> _Excerpt provided_:
__________________________________________________

Washout Folly Beach during Hurricane Bonnie
I had this post all mapped out in my head as I drove to Folly Beach from West Ashley this morning. Since public safety is allowing only residents on the island, I have the beach to myself, more or less. I drove to the Washout, Folly Beach’s premiere surf break, ready to write about the awesome swell and how twenty years ago I would have been right there with those well-warned surfers, struggling to paddle outside of the break, and once I’d made it, how I’d be eager to catch one of those monsters, hoping to make the drop and achieve stokification or, perhaps more likely, to suffer a crushing avalanche-like wipe out.
I was going to complain that now I was too old to even try, reduced to getting my thrills vicariously, like the old man in The Big Sleep. (I suspect that William Faulkner, who received partial credit for the screenplay, wrote this part).

__________________________________________________

> _Source information_:
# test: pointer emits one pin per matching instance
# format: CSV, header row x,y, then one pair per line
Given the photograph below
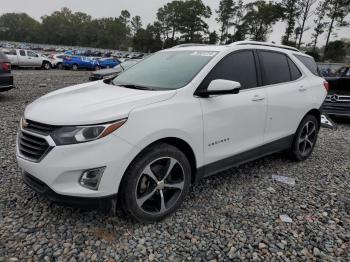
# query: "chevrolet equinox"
x,y
140,140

__________________________________________________

> _Task requirements_:
**A)** Decide whether each statement below agrees with the Hurricane Bonnie post above. Answer yes or no for each, and quote the words from the post that settle it.
(i) The writer drove to Folly Beach from West Ashley.
(ii) Public safety is letting anyone onto the island.
(iii) William Faulkner received full credit for the screenplay of The Big Sleep.
**B)** Pick up the Hurricane Bonnie post from its last sentence and keep writing it.

> _Outputs by task_:
**A)**
(i) Yes: "as I drove to Folly Beach from West Ashley this morning"
(ii) No: "public safety is allowing only residents on the island"
(iii) No: "who received partial credit for the screenplay"

**B)**
The problem is here is the Washout on Day 4 of Governor Henry McMaster’s mandatory evacuation. It’s as flat as a John Brown’s EKG.*
On Monday afternoon, declaring that even one life was too precious to lose, Governor McMaster, who refuses federal Medicaid money, ordered a mandatory evacuation of the South Carolina coast.* Drop everything, close your businesses, find refuge with loved ones or at Motel 6 inland (which doesn’t sound all that safe to me).
And for the third year in a row the mandatory evacuation was completely unnecessary for Folly Beach. Four school days down the drain. Millions of dollars squandered.
A legitimate fear is that when a real storm comes a-callin’ some of the population might be too jaded to take warnings seriously. I’m all for evacuating for deadly storms but not when they’re a week away and their paths uncertain.
*”John Brown’s body”, of course, “lies a-mouldering in the grave.”